→ Teks yang Ditampilkan
Di suatu masa yang oleh Karl Jasper disebut “Zaman Aksial”, kira-kira tahun 800-200 sebelum masehi, hadir sebuah perubahan yang cukup mendasar dalam sejarah peradaban manusia. Pemikiran-pemikiran revosioner muncul hampir secara bersamaan di berbagai belahan bumi, di China, India, dan di Barat (lewat pemikiran-pemikiran klasik sejumlah filsuf Yunani Kuno). Pemikiran-pemikiran filsafat dan keagamaan muncul dan memberi pengaruh besar bagi peradaban manusia, saat itu dan hingga sekarang. Di masa itu, Khong Hu Cu tampil dengan pemikiran etika-moral-religiusnya. Demikian juga Hindu mencapai tingkat metaphorsisnya yang tinggi, yaitu dengan lahirnya agama Budha.

Inilah zaman yang memberi dasar bagi perkembangan pemikiran filsafat dan keagamaan dunia modern sampai hari ini. Di masa itu, bangkitnya Platonisme, yang kemudian memberi pengaruh besar terhadap dunia Barat dan kekristenan baik melalui pemikiran sekuler sepanjang Abad Pertengahan dan sampai Renaisans. Buddhisme, di India, yang didirikan oleh Siddhartha Gautama, atau Buddha, yang hidup pada periode ini; penyebarannya dibantu oleh Asoka, yang hidup di akhir periode. Di Cina, Konfusianisme muncul selama era ini, di mana ia tetap pengaruh yang mendalam pada kehidupan sosial dan keagamaan. Zoroastrianisme, juga berkembang di masa ini.

Zaman ini hidup para penulis Upanishad, Lao Tzu, Homer, Socrates, Parmenides, Herakleitos, Thucydides, Archimedes, Elia, Yesaya, Yeremia, dan Deutero-Yesaya. Socrates, Konfusius dan Siddhartha Gautama disebut Jaspers sebagai manusia-manusia yang menjunjung tinggi nilai-nilai luhur dan keteladanan. Pemikiran tokoh-tokoh ini telah memberi pengaruh sepanjang sejarah manusia dalam merefleksikan kehidupannya.

→ Petunjuk Tugas
Tuliskan tanpa perubahan bagian teks tentang Zaman Aksial di atas, mulai dari "Zaman ini hidup" sampai dengan "dalam merefleksikan kehidupannya.".

[Anotasi titik untuk foto]
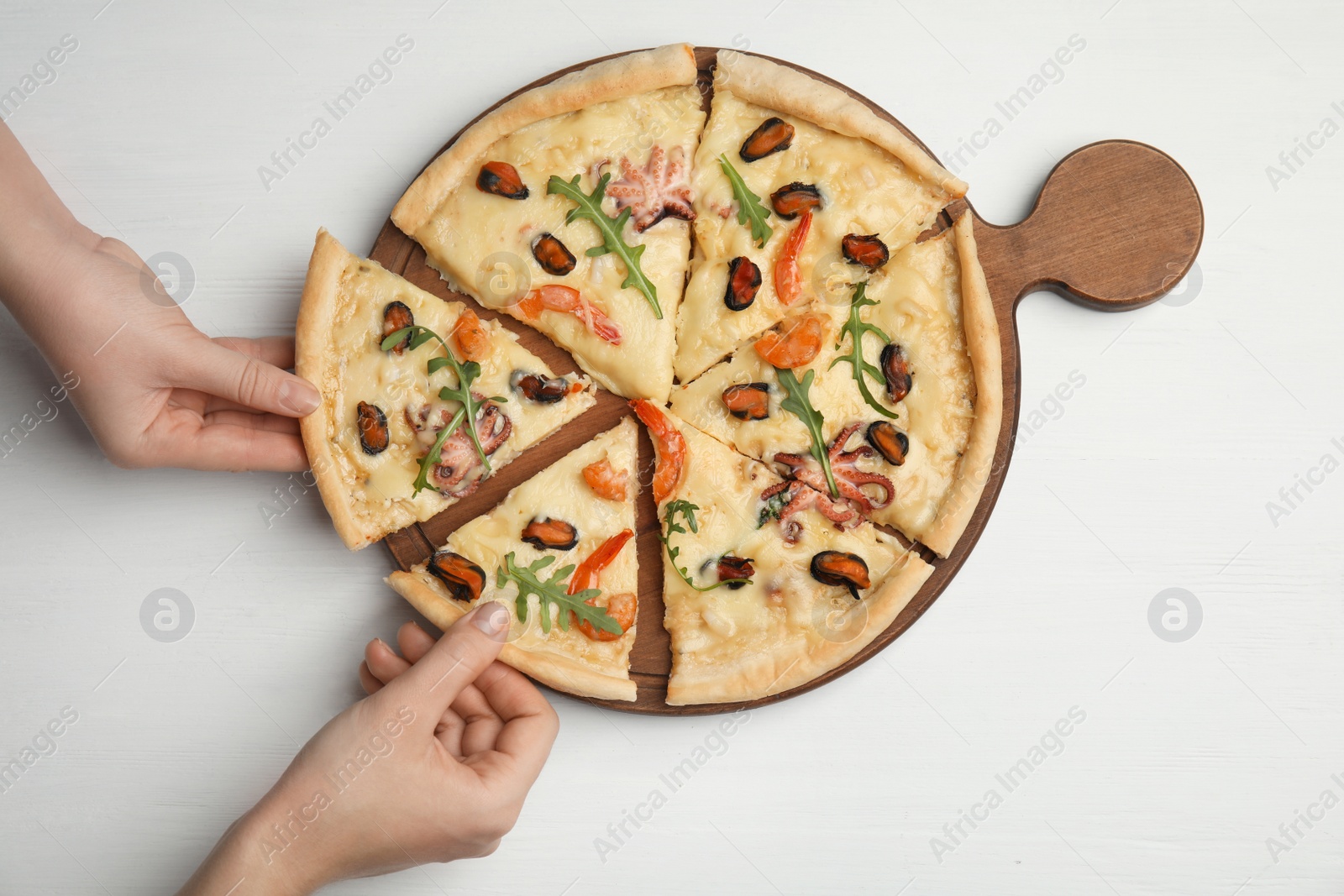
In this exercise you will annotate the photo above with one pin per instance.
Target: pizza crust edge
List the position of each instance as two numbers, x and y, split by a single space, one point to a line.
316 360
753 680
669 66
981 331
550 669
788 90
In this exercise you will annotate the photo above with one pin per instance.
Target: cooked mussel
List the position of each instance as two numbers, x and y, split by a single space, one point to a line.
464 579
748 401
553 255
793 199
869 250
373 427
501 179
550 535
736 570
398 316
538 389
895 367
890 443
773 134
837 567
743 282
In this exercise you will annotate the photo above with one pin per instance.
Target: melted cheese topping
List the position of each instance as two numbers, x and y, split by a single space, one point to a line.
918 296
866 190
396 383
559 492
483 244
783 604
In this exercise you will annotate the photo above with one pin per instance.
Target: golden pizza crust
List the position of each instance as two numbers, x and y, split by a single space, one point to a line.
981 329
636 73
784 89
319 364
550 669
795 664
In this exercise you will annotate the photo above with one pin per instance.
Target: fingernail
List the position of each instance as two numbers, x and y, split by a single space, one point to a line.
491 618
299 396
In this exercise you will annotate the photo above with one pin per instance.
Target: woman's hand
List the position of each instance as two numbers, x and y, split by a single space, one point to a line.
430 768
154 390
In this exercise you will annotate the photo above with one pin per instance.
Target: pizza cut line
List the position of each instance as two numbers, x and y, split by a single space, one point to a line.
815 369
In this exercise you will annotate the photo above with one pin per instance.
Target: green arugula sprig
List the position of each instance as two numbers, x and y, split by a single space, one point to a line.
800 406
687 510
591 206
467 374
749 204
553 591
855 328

→ Jawaban Latihan
Zaman ini hidup para penulis Upanishad, Lao Tzu, Homer, Socrates, Parmenides, Herakleitos, Thucydides, Archimedes, Elia, Yesaya, Yeremia, dan Deutero-Yesaya. Socrates, Konfusius dan Siddhartha Gautama disebut Jaspers sebagai manusia-manusia yang menjunjung tinggi nilai-nilai luhur dan keteladanan. Pemikiran tokoh-tokoh ini telah memberi pengaruh sepanjang sejarah manusia dalam merefleksikan kehidupannya.